== THE DATA

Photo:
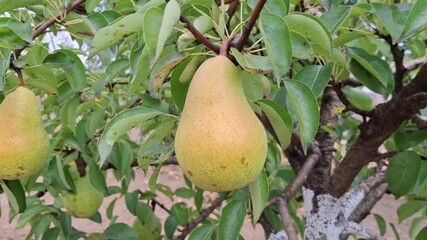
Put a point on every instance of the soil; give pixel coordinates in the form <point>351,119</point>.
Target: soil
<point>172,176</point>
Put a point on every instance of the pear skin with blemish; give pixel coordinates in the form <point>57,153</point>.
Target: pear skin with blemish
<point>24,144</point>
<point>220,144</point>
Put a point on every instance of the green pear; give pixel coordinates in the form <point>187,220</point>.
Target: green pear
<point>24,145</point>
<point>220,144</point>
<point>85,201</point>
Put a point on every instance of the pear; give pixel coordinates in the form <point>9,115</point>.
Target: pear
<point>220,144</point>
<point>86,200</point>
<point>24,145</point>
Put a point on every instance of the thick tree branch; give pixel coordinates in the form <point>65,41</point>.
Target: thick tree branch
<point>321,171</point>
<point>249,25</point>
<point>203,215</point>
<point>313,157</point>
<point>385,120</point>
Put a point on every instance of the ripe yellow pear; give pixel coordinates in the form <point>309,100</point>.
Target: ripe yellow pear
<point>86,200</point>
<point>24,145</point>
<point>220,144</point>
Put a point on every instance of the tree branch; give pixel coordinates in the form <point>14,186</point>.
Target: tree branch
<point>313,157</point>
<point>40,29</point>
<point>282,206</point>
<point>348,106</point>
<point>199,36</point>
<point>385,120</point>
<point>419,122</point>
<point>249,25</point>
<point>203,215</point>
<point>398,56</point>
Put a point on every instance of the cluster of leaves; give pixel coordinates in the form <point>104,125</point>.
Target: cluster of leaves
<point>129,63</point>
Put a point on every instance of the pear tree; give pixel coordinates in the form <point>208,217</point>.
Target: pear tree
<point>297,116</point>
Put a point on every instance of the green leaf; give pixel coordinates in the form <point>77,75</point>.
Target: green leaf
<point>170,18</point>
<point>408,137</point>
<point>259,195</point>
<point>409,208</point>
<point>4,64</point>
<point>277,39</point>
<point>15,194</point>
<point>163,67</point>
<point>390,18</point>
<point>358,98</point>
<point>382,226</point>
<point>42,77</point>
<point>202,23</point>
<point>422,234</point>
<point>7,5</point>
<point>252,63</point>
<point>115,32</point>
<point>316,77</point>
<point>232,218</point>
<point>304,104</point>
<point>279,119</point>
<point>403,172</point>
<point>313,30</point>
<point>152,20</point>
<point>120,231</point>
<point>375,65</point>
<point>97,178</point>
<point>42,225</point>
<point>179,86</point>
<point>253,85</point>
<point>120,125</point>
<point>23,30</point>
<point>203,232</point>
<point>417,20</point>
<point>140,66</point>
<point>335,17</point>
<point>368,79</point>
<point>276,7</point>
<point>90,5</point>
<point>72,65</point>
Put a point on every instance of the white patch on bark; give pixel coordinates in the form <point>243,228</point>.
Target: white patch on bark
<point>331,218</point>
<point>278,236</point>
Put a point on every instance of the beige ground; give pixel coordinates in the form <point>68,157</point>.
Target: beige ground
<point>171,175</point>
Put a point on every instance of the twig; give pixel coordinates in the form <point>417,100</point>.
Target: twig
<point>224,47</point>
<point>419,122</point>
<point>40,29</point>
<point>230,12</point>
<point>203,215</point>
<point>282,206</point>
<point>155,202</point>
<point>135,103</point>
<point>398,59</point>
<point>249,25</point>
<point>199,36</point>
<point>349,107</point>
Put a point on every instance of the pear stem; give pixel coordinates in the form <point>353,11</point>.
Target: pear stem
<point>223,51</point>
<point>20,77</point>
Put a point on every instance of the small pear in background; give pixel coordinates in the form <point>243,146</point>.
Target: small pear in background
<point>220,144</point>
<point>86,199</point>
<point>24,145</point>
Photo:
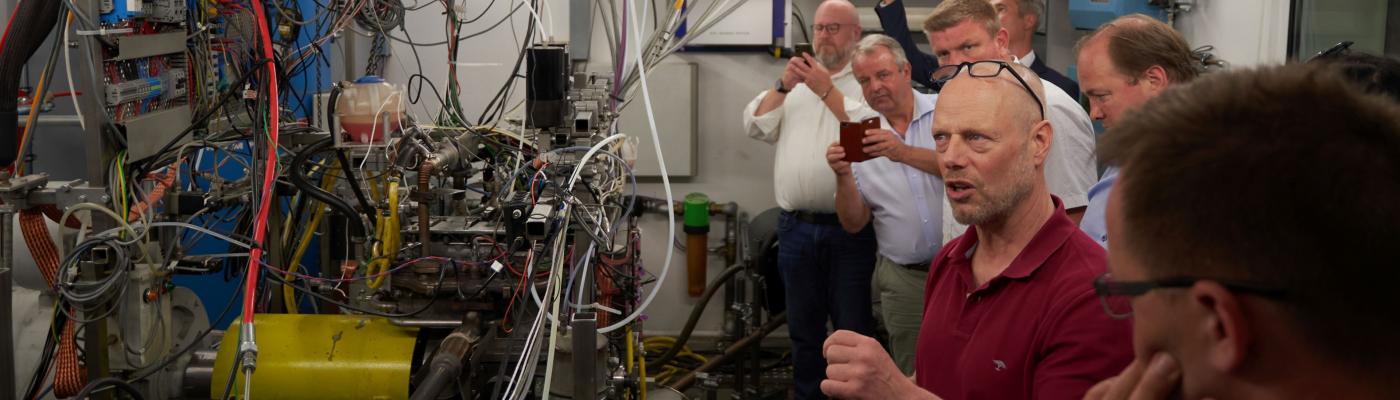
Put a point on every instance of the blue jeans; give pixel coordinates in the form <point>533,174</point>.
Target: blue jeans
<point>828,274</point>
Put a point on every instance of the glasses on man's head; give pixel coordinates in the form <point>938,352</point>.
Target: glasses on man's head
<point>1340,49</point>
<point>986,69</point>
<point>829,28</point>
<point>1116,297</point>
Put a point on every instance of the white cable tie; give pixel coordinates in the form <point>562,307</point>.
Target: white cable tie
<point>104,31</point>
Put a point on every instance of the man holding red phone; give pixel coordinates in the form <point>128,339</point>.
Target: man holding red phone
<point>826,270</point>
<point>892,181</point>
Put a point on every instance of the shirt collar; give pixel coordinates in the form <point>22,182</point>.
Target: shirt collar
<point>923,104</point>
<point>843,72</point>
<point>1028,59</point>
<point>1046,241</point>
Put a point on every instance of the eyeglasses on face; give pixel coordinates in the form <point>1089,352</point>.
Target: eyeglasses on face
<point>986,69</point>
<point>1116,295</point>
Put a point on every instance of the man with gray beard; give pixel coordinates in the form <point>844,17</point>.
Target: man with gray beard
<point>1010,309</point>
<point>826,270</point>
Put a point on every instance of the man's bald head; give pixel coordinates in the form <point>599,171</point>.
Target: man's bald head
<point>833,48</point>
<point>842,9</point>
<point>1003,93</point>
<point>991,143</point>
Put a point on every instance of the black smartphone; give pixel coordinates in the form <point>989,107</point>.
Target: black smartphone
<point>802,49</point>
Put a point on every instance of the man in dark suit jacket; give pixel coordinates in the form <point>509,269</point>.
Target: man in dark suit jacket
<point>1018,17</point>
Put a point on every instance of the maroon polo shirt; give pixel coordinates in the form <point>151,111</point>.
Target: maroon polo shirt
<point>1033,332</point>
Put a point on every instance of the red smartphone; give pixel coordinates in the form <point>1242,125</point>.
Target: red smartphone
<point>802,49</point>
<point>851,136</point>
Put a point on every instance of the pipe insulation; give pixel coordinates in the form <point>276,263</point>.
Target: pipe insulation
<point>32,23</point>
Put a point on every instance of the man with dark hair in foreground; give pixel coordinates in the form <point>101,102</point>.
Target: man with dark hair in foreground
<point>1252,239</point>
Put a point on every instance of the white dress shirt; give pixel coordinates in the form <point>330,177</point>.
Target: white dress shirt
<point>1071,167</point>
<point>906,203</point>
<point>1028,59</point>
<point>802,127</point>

====

■ GOAL OF THE EXERCISE
Write out the records exactly. Do not carry the pictures over.

■ PROBLEM SOLUTION
Photo:
Put a point on every instance of the soil; give pixel coordinates in the form <point>351,119</point>.
Target: soil
<point>172,176</point>
Put a point on every instance of the pear skin with blemish; give pixel coordinates in the form <point>57,153</point>.
Target: pear skin with blemish
<point>24,144</point>
<point>220,144</point>
Put a point on every instance of the green pear; give pixel coordinates in the form <point>187,220</point>.
Target: green pear
<point>24,145</point>
<point>220,144</point>
<point>85,201</point>
Put a point on every instance of the pear; give pixel coordinates in the form <point>9,115</point>.
Target: pear
<point>220,144</point>
<point>86,200</point>
<point>24,145</point>
Put a point on every instance of the thick tree branch; give pixel coordinates in the form <point>65,41</point>.
Target: thick tree branch
<point>321,171</point>
<point>249,25</point>
<point>203,215</point>
<point>313,157</point>
<point>385,120</point>
Put a point on every instance of the ripe yellow pear; give pixel coordinates in the form <point>309,100</point>.
Target: ripe yellow pear
<point>86,200</point>
<point>24,145</point>
<point>220,144</point>
Put a point on every instance of the tree branch; give pixel coordinates in the form <point>14,186</point>.
Target: tree branch
<point>313,157</point>
<point>40,29</point>
<point>282,206</point>
<point>348,106</point>
<point>199,36</point>
<point>385,120</point>
<point>419,122</point>
<point>249,25</point>
<point>203,215</point>
<point>398,56</point>
Put a point on every instance of the cluster of leaves; give pixel coordinates in the form <point>104,125</point>.
Target: cluster of leaves
<point>129,63</point>
Put a point on every instance of the pear tree; give pixel coordinates in the form <point>208,217</point>.
Target: pear tree
<point>297,116</point>
Put a point on every instance of the green leaf; give pixel coordinates in the form <point>77,75</point>.
Target: green leaf
<point>170,18</point>
<point>408,137</point>
<point>259,195</point>
<point>409,208</point>
<point>4,64</point>
<point>277,39</point>
<point>15,194</point>
<point>163,67</point>
<point>390,18</point>
<point>358,98</point>
<point>382,226</point>
<point>42,77</point>
<point>202,23</point>
<point>422,234</point>
<point>7,5</point>
<point>252,63</point>
<point>115,32</point>
<point>316,77</point>
<point>232,218</point>
<point>304,104</point>
<point>279,119</point>
<point>403,172</point>
<point>313,30</point>
<point>152,20</point>
<point>120,231</point>
<point>375,65</point>
<point>97,178</point>
<point>42,225</point>
<point>179,86</point>
<point>253,85</point>
<point>120,125</point>
<point>23,30</point>
<point>203,232</point>
<point>417,20</point>
<point>140,66</point>
<point>335,17</point>
<point>368,79</point>
<point>276,7</point>
<point>90,5</point>
<point>72,65</point>
Put a point on every instance of the white patch on bark; give pixel coordinates in the form <point>243,228</point>.
Target: white patch on bark
<point>331,218</point>
<point>278,236</point>
Put a point on every instance of the beige ground; give pixel coordinates in the form <point>68,157</point>.
Target: beige ground
<point>171,175</point>
Put a point on every instance of the twig; give pixel coordinates in the form <point>417,100</point>.
Target: twig
<point>224,47</point>
<point>419,122</point>
<point>40,29</point>
<point>230,12</point>
<point>203,215</point>
<point>282,206</point>
<point>155,202</point>
<point>135,103</point>
<point>398,59</point>
<point>249,25</point>
<point>199,36</point>
<point>349,107</point>
Put a point on every instance of the pear stem; give pixel coordinates in the form <point>353,11</point>.
Target: pear stem
<point>223,51</point>
<point>20,77</point>
Put a point on every instance of the small pear in background; give pixel coordinates in the form <point>243,146</point>.
Target: small pear in background
<point>220,144</point>
<point>86,199</point>
<point>24,145</point>
Photo:
Put a point on every instance of the blue jeans; give pixel coordinates in the form <point>533,174</point>.
Target: blue jeans
<point>828,274</point>
Put a point on every instance of the glasses on man's head; give pixel coordinates in the form <point>938,352</point>.
Target: glasses on man's head
<point>1340,49</point>
<point>986,69</point>
<point>829,28</point>
<point>1116,297</point>
Put a point on every instance of the white cable tie; give pixel coordinates in the form <point>562,307</point>.
Target: white cable tie
<point>104,31</point>
Put a point on every instance of the man holding red phone; give pixel coordinates in the form <point>128,339</point>.
Target: man holding red phone
<point>826,270</point>
<point>892,181</point>
Put a point on every instance of the shirt collar; give pixel coordinates in the form <point>22,182</point>.
Target: shirt collar
<point>923,104</point>
<point>843,72</point>
<point>1028,59</point>
<point>1046,241</point>
Put a point on every instance of the eyeglasses on face; give pixel coordinates in the form <point>1089,352</point>.
Target: eyeglasses on face
<point>986,69</point>
<point>1116,295</point>
Put a point on every instance of the man with gray beard; give pixel coordinates in the form <point>844,17</point>.
Target: man with gray beard
<point>1010,309</point>
<point>826,270</point>
Put a point on every instance of the man's bald head; give pixel coordinates in the form <point>599,171</point>.
Target: man's bald head
<point>833,48</point>
<point>842,9</point>
<point>1003,93</point>
<point>991,143</point>
Put a point on every instance of the black smartphone; give pixel coordinates in the form <point>989,107</point>.
Target: black smartphone
<point>802,49</point>
Put a point on every instance of the man in dark suit jacket; give pixel coordinates in the form <point>509,269</point>.
Target: man in dark suit jacket
<point>1018,17</point>
Put a point on every instance of the maroon polo shirt; give pixel coordinates in the form <point>151,111</point>.
Target: maroon polo shirt
<point>1033,332</point>
Put a point on every instance of the red smartphone; give pixel coordinates in the form <point>1242,125</point>.
Target: red smartphone
<point>802,49</point>
<point>851,136</point>
Put a point on every instance of the pipe insulation; give pixel coordinates in the form <point>276,263</point>.
Target: pipe insulation
<point>32,23</point>
Put a point on every instance of the man with dark hair in foreground; give pixel coordinates in the form <point>101,102</point>.
Target: man with dark hair in foreground
<point>1252,239</point>
Put a point on every instance of the white dress shirt; give pixel coordinates in the form <point>330,177</point>.
Target: white dress shirt
<point>1071,167</point>
<point>906,203</point>
<point>1028,59</point>
<point>802,127</point>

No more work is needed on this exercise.